[Opening Stored data section]

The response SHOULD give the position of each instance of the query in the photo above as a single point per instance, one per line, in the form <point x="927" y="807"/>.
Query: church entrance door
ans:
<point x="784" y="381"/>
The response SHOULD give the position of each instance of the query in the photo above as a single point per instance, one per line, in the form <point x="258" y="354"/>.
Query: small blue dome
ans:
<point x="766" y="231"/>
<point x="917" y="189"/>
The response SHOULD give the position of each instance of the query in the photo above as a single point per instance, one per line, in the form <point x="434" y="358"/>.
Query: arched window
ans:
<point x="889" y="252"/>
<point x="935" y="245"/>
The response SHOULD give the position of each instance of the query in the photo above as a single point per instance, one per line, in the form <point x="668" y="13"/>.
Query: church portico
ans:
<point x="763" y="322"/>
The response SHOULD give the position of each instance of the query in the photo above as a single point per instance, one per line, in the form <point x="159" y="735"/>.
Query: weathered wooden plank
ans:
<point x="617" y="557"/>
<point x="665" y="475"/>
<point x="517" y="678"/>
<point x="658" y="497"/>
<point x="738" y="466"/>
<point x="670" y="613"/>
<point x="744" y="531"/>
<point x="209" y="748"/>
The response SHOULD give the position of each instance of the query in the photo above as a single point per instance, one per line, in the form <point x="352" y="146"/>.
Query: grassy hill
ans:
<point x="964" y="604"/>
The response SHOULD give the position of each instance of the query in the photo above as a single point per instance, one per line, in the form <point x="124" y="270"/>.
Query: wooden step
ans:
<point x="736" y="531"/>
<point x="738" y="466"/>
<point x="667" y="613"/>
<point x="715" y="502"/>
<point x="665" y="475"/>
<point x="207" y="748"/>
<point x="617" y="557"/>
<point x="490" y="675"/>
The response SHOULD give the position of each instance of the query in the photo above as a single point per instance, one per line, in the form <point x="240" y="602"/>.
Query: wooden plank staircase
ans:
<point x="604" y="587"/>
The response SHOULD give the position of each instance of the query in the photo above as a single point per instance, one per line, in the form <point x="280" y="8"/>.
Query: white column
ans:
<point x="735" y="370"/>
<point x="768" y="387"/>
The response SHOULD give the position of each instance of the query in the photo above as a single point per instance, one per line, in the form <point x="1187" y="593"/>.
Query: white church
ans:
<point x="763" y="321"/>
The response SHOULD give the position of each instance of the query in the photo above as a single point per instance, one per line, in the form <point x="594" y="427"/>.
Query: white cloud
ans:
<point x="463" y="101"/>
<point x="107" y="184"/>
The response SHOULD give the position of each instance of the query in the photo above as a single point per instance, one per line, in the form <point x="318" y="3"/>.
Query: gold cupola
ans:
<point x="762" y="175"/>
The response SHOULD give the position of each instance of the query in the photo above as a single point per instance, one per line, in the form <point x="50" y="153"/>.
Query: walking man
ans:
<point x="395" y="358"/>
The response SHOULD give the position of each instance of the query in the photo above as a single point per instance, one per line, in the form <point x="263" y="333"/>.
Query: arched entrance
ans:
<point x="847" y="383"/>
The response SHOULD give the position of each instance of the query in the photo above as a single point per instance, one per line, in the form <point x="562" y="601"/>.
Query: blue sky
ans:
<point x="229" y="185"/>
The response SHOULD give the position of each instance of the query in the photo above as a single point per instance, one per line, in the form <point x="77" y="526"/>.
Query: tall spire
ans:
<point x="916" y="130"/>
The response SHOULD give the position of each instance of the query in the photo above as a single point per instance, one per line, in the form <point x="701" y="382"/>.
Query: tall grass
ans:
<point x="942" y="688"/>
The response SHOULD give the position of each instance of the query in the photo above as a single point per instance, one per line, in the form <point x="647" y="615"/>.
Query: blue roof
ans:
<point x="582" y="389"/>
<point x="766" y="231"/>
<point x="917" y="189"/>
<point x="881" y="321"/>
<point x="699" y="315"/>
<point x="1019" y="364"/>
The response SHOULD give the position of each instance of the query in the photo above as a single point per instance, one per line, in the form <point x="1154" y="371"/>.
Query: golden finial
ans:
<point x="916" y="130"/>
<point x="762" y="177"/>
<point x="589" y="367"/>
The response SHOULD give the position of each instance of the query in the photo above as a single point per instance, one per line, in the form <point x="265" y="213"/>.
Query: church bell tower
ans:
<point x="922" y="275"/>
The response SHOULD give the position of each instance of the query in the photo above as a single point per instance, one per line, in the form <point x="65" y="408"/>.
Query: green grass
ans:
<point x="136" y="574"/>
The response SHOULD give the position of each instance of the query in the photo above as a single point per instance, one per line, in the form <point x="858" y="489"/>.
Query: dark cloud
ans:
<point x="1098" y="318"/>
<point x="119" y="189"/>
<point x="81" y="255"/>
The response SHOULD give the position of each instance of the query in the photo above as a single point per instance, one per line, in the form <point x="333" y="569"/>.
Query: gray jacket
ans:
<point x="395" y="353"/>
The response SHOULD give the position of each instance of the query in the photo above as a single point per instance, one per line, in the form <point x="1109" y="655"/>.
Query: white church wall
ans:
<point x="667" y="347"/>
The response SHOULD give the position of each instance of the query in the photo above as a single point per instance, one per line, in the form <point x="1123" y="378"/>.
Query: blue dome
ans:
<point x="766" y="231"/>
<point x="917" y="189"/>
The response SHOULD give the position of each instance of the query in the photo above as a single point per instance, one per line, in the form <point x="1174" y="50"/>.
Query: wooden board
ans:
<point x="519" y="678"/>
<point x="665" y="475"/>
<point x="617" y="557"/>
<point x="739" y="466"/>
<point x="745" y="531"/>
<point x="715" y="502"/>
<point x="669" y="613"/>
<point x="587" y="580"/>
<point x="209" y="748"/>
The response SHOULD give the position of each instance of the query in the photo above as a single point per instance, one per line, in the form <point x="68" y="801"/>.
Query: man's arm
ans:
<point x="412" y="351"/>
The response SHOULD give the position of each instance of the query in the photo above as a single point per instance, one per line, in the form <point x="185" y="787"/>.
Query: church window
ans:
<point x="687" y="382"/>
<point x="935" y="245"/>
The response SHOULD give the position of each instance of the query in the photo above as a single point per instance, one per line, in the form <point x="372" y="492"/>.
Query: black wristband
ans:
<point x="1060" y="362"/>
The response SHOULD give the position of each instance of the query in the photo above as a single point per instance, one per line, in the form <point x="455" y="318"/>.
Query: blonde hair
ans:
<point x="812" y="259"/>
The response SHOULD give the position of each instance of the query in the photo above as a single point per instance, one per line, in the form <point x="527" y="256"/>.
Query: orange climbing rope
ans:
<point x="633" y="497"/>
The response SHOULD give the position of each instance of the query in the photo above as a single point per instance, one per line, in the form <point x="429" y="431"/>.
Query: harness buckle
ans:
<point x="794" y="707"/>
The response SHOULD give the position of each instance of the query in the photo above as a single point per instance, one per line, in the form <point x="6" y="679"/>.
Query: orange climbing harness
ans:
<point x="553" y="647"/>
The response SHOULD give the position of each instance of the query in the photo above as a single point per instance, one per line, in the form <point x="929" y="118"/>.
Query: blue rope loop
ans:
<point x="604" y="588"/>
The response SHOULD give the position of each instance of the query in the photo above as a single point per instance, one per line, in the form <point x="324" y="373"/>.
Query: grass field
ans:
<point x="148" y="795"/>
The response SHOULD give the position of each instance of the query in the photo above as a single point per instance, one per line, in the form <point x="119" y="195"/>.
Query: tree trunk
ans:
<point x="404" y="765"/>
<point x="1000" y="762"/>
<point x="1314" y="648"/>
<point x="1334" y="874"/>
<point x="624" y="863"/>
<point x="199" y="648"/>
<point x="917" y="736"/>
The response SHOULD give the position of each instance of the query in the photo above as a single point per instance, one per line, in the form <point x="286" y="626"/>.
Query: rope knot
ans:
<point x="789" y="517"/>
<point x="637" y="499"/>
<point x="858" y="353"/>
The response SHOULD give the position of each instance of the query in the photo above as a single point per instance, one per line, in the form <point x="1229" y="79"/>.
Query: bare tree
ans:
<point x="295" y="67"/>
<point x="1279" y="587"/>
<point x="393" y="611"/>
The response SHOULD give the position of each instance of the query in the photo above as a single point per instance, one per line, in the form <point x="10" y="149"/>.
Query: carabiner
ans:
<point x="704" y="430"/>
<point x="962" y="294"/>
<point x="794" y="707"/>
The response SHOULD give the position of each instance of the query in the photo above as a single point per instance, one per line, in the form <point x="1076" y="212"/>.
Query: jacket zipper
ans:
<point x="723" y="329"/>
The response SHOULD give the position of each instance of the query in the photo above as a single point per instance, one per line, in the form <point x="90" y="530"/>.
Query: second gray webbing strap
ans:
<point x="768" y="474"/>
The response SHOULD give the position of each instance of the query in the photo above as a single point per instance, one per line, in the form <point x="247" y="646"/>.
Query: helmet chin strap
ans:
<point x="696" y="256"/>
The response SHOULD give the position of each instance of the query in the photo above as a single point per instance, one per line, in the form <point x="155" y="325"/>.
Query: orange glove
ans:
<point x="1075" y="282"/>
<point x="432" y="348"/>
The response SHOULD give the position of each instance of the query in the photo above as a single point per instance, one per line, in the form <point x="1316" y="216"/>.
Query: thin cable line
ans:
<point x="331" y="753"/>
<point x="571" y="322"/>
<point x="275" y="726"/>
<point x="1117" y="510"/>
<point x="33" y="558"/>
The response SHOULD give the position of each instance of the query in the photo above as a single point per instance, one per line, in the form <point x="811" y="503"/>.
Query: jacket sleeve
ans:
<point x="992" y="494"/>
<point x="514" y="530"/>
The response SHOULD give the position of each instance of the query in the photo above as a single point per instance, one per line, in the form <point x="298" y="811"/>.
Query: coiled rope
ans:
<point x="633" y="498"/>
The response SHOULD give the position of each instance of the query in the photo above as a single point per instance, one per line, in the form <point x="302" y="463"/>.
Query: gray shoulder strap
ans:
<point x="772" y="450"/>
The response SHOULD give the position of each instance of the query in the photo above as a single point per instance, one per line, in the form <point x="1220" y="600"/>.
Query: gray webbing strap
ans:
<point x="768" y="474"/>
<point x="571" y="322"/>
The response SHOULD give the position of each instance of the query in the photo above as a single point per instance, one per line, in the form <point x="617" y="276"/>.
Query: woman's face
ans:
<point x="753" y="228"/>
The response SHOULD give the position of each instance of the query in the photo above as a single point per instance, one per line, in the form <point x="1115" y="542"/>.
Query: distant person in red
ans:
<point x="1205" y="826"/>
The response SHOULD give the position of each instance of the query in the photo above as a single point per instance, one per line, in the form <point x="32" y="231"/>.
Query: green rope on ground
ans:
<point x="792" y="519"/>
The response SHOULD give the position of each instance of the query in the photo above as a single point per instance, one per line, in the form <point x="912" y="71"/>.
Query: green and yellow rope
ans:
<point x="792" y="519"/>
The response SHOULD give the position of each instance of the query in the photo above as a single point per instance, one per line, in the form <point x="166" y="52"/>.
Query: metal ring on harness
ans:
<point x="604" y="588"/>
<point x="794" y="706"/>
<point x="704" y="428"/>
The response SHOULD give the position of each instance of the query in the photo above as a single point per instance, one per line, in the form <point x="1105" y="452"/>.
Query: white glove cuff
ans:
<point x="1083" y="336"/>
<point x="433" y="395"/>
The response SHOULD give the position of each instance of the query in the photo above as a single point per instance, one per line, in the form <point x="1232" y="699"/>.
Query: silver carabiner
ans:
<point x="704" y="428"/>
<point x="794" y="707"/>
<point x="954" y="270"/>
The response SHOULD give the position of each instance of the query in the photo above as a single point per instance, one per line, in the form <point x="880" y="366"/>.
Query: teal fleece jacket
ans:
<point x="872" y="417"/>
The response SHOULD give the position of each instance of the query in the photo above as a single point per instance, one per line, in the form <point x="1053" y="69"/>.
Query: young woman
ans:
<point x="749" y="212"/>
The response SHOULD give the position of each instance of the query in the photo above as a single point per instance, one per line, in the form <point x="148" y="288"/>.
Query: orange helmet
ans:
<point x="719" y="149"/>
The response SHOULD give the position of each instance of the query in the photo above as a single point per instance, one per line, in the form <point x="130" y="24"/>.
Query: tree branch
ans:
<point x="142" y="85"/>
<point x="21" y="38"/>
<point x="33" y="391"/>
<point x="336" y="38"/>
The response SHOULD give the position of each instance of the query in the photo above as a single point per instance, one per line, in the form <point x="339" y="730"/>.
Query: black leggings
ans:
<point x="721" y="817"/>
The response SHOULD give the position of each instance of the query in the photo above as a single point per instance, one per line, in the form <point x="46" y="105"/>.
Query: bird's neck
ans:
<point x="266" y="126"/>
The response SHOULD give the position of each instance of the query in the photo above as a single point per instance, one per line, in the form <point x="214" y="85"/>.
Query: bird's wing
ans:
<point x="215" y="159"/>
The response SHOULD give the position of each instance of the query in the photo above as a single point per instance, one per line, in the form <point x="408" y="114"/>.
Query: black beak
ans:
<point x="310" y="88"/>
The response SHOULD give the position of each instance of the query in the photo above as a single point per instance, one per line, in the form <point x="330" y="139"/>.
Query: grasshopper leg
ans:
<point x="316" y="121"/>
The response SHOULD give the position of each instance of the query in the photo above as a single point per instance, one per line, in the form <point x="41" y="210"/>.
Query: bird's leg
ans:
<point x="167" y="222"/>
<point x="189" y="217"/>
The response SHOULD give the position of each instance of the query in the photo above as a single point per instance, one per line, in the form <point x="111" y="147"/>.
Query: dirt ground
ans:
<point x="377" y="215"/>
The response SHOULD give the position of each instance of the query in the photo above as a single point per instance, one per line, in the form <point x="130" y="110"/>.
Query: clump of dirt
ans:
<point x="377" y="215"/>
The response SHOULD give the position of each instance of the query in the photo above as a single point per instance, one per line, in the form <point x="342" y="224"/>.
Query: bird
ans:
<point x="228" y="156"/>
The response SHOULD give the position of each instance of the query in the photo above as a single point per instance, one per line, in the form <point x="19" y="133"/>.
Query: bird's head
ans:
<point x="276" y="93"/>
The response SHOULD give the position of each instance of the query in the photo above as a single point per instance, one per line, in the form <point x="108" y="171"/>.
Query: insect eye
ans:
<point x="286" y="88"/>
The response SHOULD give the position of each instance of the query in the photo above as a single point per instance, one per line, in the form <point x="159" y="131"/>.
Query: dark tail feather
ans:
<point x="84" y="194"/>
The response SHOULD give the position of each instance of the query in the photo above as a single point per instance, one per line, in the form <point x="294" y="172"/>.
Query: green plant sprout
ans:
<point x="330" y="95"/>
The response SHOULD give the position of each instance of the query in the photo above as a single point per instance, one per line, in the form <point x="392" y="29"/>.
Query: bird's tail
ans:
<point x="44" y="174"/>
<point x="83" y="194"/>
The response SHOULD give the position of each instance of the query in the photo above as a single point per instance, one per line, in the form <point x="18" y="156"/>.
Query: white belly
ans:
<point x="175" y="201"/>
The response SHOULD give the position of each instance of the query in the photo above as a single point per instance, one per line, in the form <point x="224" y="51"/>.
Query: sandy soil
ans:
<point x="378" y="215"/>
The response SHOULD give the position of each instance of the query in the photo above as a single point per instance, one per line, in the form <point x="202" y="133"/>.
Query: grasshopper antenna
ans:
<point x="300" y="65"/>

[Closing Stored data section]

Task statement: Which lines of the records contain the word "wooden"? Copy each of them.

Answer section:
Query: weathered wooden plank
Query: wooden step
Query: wooden plank staircase
Query: wooden board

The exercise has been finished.